In the records below, find the line containing "trunk, it would be much appreciated." and repeat it and every line after it exactly, without pictures.

* START SUPPLIED RECORDS *

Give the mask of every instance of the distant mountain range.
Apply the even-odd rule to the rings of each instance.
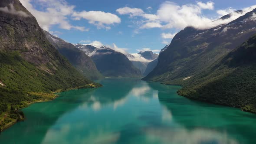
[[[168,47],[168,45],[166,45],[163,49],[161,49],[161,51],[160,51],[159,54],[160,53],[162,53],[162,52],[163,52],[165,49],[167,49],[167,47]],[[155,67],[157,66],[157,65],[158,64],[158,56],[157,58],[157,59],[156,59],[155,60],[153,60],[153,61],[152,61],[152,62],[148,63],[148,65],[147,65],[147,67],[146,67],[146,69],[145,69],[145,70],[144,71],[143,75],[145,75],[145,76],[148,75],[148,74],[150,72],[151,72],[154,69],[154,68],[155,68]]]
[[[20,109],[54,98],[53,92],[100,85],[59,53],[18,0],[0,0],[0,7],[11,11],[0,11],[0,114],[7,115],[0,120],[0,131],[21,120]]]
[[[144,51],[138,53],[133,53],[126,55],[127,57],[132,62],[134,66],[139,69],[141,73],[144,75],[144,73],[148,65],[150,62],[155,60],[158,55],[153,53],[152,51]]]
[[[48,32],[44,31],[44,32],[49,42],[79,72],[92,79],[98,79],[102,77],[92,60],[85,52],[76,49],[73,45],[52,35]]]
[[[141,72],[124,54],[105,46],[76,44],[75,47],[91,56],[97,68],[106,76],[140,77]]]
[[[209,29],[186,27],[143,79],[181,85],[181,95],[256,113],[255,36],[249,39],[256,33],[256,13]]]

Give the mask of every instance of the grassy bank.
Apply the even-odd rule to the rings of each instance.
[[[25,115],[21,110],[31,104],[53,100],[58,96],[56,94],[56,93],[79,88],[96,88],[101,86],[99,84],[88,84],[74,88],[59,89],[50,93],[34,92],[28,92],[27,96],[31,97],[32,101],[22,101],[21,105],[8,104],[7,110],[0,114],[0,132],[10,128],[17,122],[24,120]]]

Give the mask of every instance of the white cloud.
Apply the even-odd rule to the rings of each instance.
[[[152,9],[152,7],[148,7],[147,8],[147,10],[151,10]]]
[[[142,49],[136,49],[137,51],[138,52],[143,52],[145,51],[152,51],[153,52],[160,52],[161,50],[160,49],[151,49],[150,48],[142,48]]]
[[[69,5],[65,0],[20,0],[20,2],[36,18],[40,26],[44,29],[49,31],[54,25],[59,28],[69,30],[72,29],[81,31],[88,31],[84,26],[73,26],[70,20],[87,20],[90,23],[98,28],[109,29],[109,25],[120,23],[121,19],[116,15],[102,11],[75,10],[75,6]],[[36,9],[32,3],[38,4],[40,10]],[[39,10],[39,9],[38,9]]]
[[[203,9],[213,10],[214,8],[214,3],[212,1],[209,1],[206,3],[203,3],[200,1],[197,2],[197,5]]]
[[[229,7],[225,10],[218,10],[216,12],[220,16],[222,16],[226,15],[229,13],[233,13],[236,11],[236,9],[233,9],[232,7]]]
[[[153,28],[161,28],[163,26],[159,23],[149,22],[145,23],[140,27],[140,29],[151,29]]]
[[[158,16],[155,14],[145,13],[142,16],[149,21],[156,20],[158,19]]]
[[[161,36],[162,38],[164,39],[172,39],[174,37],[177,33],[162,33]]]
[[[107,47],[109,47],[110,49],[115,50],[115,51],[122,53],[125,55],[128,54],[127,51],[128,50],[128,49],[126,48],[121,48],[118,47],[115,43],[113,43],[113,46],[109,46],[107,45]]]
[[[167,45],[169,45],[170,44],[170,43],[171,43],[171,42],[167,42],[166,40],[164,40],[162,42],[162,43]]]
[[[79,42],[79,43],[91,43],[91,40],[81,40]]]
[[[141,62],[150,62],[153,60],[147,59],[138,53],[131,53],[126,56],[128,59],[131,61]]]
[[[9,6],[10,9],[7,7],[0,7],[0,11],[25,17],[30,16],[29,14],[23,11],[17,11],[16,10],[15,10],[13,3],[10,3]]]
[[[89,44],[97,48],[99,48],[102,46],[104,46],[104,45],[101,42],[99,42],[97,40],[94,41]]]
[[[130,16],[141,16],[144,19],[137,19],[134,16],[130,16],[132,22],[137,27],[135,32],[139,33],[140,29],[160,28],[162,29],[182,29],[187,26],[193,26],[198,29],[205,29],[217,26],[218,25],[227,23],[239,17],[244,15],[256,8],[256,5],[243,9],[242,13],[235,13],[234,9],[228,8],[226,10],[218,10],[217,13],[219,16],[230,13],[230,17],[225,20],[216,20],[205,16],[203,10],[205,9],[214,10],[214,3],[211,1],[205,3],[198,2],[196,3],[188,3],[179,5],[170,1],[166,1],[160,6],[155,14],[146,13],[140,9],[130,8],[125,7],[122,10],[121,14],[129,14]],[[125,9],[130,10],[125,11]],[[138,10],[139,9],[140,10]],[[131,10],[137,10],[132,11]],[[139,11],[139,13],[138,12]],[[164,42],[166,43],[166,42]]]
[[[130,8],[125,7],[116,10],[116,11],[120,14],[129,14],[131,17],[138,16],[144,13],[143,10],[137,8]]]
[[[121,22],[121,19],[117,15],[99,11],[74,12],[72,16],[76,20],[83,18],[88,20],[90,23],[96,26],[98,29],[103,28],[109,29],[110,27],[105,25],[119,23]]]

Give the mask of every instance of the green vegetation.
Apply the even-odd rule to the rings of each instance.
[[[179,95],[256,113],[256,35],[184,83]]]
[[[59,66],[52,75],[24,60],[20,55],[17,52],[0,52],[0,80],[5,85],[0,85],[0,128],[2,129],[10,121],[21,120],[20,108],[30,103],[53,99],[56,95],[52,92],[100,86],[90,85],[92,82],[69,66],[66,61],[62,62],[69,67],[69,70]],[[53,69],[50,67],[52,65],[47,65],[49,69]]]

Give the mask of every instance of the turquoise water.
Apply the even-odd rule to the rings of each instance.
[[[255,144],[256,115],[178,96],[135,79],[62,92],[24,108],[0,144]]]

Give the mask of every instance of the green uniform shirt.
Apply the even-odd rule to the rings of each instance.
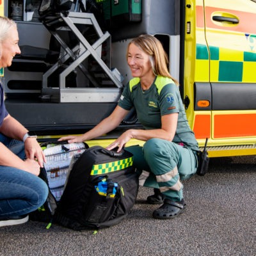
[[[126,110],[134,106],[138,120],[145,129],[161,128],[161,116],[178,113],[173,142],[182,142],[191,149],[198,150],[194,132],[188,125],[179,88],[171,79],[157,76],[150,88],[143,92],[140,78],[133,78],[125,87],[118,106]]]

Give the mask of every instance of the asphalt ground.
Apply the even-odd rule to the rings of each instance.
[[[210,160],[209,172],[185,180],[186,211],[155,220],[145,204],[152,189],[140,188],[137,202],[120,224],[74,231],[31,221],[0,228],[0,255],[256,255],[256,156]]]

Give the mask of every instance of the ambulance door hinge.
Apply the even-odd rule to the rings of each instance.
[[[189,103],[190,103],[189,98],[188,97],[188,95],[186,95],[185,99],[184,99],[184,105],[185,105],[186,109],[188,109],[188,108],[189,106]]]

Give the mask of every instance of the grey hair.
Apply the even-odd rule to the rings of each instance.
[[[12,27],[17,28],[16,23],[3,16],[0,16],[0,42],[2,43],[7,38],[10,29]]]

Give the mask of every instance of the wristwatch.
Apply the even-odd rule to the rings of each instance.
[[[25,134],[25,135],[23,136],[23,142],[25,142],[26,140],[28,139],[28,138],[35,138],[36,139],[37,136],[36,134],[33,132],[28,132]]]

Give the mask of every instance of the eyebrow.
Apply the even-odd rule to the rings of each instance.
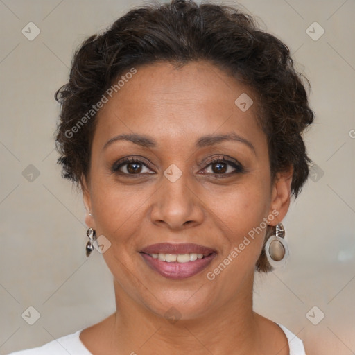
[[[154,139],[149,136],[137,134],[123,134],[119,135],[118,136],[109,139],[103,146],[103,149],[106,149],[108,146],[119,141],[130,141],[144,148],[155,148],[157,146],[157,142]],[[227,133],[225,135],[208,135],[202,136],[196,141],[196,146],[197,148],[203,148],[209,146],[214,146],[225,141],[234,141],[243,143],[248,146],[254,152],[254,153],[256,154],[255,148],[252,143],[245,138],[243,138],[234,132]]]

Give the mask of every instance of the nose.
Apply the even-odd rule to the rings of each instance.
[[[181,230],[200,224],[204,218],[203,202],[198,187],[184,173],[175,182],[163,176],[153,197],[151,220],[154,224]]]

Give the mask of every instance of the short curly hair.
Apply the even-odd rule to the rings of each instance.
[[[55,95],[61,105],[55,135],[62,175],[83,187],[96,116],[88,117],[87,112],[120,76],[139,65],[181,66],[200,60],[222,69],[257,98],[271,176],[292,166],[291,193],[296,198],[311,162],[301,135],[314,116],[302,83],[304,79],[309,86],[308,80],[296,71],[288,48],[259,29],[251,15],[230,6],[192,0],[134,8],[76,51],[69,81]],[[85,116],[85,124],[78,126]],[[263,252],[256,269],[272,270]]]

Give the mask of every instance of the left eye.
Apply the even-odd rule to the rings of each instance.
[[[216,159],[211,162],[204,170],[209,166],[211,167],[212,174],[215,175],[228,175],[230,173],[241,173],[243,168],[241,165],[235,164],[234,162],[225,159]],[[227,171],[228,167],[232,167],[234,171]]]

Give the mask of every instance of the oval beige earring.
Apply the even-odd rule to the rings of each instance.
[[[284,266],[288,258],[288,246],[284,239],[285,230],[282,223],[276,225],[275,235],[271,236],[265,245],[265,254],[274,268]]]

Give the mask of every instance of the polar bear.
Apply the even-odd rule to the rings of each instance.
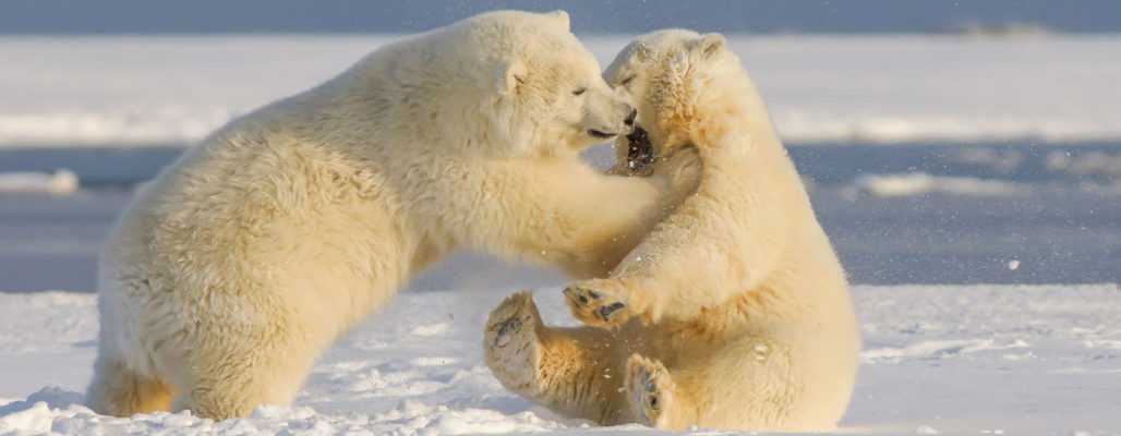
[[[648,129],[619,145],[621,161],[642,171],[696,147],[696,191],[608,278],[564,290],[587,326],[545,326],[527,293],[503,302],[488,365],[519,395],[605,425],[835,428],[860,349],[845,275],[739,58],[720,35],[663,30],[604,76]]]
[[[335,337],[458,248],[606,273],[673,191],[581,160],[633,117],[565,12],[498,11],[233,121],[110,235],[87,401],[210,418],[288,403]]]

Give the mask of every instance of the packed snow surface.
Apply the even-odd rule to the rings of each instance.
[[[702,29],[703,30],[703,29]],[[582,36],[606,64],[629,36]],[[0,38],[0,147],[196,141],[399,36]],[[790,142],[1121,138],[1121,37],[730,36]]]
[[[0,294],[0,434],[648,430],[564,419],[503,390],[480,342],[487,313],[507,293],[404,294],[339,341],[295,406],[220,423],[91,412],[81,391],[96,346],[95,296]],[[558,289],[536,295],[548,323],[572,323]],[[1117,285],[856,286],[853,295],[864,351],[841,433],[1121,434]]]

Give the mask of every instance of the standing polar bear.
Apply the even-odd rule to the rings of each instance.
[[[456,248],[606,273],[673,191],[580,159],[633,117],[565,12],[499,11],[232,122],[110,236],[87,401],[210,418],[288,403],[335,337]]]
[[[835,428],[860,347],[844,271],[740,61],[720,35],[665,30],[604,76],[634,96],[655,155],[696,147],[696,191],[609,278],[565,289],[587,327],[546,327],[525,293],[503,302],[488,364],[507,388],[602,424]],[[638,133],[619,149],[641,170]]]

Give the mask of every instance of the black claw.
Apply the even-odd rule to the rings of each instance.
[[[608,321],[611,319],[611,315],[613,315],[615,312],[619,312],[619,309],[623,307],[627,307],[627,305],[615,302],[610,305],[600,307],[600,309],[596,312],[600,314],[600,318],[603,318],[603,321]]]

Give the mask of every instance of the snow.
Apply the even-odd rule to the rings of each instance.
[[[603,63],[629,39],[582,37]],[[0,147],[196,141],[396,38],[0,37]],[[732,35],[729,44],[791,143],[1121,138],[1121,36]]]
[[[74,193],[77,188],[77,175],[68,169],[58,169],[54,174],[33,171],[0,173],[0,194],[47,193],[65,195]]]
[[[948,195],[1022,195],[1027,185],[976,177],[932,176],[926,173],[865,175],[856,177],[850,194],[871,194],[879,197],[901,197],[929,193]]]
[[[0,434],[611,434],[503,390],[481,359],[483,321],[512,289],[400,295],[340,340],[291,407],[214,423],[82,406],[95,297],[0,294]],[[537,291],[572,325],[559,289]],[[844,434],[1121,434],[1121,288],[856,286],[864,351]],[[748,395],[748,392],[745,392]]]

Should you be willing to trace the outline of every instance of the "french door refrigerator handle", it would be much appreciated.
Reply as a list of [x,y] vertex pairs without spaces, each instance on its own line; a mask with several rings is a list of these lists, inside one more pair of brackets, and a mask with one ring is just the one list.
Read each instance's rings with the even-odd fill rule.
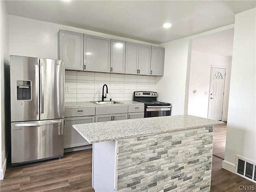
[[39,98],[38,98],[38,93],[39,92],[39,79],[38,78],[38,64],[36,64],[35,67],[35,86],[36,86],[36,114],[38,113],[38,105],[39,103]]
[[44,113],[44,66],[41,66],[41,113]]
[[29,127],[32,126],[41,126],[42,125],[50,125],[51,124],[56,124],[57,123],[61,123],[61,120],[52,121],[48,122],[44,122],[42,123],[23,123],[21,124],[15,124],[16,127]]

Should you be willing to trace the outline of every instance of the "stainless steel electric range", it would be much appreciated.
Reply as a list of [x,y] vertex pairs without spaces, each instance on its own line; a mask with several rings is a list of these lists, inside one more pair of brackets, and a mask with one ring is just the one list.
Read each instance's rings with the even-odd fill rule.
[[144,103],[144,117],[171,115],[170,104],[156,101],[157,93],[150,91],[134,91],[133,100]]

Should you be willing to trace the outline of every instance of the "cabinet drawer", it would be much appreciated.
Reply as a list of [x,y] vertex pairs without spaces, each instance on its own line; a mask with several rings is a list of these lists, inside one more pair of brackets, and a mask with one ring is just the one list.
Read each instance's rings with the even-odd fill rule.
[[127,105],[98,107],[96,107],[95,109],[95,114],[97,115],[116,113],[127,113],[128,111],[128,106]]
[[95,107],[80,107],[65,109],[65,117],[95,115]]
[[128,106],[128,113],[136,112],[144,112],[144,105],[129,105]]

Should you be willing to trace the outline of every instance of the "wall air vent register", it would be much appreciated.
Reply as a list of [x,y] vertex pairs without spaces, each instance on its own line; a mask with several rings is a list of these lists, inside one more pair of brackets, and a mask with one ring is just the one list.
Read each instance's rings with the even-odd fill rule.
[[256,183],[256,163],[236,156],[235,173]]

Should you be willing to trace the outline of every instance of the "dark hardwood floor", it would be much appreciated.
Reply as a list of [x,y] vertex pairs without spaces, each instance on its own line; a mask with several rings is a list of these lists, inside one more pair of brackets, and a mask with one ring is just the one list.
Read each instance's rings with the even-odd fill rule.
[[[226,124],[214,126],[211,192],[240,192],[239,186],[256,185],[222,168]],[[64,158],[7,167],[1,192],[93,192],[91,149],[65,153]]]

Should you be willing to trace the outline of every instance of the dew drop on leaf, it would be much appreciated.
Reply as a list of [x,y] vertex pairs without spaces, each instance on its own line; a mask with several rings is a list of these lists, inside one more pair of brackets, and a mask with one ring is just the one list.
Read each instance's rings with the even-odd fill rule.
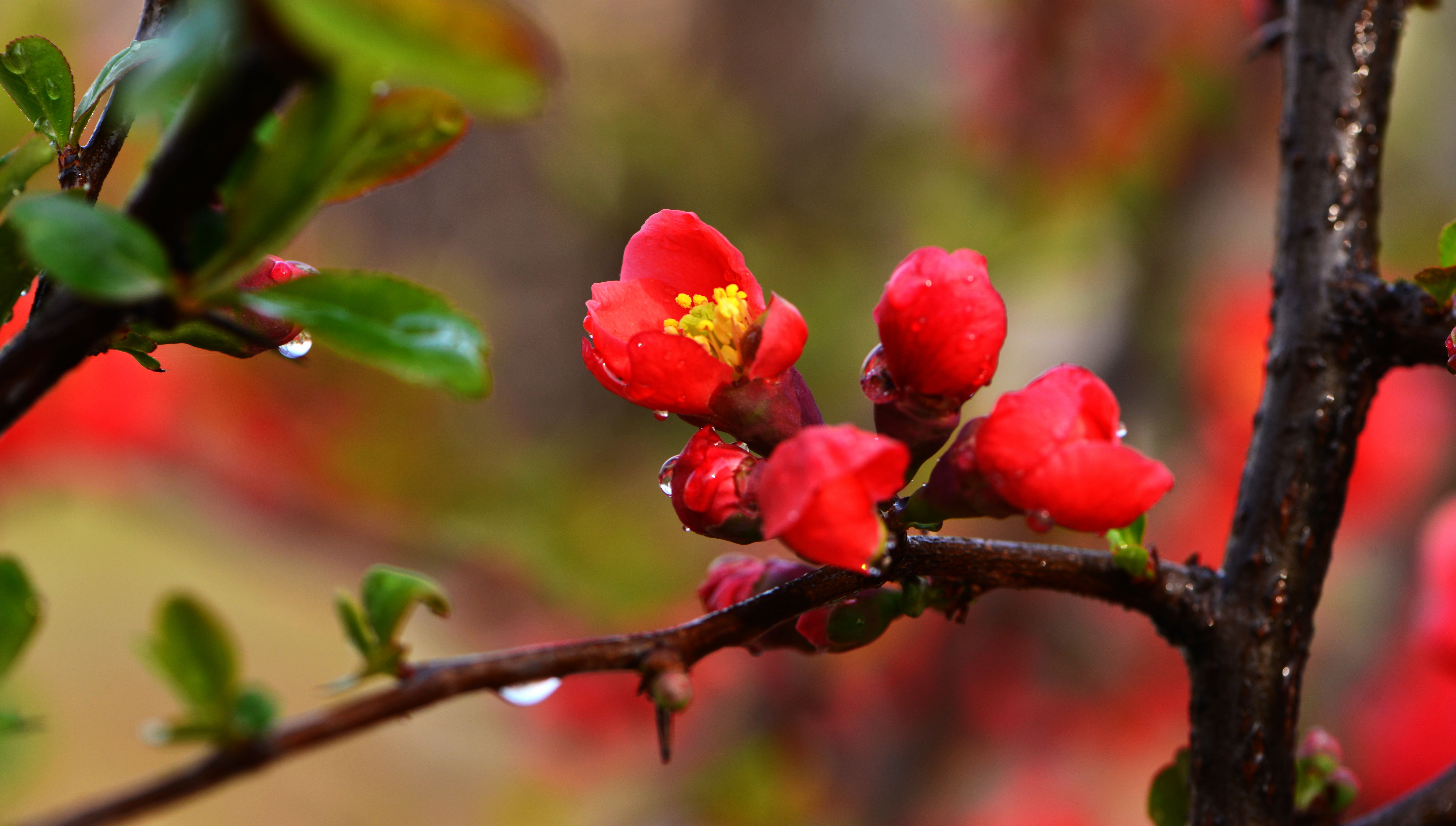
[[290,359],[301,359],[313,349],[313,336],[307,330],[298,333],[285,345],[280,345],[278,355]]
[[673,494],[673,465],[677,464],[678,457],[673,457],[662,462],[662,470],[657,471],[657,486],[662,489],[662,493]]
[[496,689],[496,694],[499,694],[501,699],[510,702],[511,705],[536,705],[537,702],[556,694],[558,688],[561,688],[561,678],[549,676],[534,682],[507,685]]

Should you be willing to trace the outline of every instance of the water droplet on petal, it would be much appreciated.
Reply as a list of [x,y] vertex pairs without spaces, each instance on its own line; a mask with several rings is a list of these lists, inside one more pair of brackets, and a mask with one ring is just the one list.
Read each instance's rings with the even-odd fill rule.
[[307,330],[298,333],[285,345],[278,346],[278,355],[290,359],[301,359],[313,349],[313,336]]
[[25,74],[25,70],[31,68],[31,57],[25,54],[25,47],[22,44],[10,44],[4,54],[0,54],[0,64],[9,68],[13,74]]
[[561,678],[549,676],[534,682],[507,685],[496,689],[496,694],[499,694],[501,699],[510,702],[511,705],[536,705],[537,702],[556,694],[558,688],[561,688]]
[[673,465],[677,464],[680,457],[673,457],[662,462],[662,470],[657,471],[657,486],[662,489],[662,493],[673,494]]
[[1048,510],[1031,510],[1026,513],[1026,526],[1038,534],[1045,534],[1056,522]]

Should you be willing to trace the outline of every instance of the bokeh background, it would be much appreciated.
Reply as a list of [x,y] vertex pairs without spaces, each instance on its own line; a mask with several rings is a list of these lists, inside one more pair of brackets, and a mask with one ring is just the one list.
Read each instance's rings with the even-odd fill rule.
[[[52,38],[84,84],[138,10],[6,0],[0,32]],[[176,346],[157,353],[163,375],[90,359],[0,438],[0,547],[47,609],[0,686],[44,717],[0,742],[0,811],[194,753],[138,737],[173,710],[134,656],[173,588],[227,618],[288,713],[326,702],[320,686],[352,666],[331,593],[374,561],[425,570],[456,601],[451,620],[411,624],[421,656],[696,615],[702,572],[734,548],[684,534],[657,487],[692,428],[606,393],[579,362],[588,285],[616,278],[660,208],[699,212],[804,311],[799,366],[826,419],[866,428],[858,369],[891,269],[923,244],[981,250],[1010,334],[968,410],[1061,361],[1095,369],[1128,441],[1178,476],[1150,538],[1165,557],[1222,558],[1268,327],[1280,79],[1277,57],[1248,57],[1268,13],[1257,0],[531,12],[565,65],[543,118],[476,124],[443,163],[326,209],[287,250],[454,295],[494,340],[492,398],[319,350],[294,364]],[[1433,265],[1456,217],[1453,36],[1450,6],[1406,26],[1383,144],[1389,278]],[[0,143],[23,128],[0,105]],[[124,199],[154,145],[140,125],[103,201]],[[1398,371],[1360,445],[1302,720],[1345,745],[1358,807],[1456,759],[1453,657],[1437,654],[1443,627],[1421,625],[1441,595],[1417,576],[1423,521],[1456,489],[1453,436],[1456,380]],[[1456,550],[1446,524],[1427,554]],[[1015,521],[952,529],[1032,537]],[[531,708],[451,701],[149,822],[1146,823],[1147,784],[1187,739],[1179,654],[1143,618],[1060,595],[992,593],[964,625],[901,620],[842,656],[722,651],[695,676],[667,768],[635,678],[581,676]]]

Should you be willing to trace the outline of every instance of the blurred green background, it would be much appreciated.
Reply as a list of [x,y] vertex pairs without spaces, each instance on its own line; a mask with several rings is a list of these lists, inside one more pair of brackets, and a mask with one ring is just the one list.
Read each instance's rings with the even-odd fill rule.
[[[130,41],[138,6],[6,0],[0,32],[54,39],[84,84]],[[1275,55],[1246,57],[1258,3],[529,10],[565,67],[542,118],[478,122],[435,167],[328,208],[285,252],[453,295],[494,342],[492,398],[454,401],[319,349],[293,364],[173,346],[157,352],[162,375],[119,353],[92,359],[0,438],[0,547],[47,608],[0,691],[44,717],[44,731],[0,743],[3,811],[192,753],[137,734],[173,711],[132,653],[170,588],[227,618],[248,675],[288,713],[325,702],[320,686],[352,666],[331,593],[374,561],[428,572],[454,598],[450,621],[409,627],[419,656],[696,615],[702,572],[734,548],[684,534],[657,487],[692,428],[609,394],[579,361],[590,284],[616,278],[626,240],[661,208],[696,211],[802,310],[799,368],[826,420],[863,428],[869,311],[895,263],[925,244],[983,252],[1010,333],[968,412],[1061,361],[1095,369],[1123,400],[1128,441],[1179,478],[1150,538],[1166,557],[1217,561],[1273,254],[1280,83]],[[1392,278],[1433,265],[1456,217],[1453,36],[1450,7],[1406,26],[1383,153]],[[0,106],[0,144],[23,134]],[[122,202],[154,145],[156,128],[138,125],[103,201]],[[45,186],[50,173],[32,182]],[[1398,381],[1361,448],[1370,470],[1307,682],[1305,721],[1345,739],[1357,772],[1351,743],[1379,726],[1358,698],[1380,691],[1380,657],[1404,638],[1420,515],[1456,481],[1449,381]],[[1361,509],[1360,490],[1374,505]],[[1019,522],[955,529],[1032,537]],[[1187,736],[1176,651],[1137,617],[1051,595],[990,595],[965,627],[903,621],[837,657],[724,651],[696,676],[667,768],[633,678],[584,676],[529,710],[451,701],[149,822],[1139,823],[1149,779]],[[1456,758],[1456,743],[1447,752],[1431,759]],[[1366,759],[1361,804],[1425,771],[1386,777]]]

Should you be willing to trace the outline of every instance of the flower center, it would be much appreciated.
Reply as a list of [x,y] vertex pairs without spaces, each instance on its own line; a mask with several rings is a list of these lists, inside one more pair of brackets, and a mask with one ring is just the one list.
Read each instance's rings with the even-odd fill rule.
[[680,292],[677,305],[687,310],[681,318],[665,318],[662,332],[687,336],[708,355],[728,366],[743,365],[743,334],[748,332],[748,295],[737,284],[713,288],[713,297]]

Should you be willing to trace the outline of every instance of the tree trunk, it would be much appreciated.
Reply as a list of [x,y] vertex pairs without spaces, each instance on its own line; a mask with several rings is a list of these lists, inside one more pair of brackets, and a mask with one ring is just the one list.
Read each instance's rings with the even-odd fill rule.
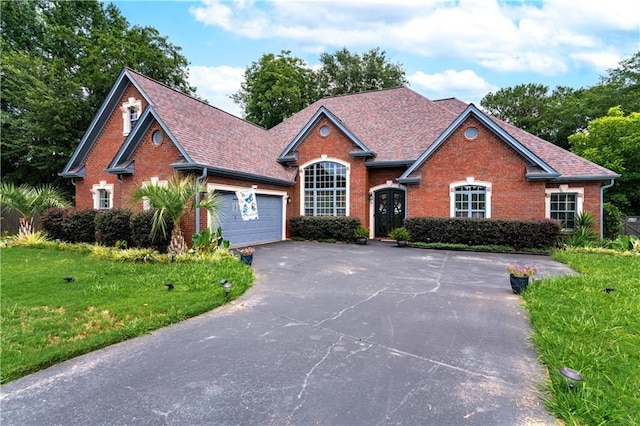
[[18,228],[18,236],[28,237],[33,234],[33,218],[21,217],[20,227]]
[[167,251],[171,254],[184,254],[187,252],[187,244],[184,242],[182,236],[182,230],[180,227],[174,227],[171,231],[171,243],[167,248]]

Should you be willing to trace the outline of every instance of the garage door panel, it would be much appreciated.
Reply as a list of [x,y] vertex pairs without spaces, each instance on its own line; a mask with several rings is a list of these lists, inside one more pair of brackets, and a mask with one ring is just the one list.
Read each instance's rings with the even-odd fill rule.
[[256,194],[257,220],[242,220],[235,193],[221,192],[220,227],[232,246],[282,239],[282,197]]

* END SUPPLIED RECORDS *

## EXERCISE RESULT:
Should you be willing to trace the outline of every instance of the tree trunk, it would be much appreciated.
Reply as a list of [x,y] vertex pairs without spaces, each instance on its own line; a mask with several rings is a list of these lists, inside one more pair of brackets, and a mask with one ring is just the one list.
Read each instance's rings with the even-odd fill rule.
[[18,228],[18,236],[28,237],[33,234],[33,218],[21,217],[20,227]]
[[167,251],[171,254],[184,254],[187,252],[187,244],[184,242],[182,236],[182,230],[180,227],[174,227],[171,231],[171,243],[167,248]]

Should you be willing to trace the outline of every instance of the garage door panel, it would be much appreciated.
Reply as a list of [x,y] vertex pairs without spaces, each instance on its own line; a mask with several rings is a list of these lists, inside one more pair of brackets, and a mask with one ring is just the one list.
Read each instance's rings with the even-odd fill rule.
[[256,194],[257,220],[242,220],[235,193],[221,192],[220,227],[232,246],[282,239],[282,197]]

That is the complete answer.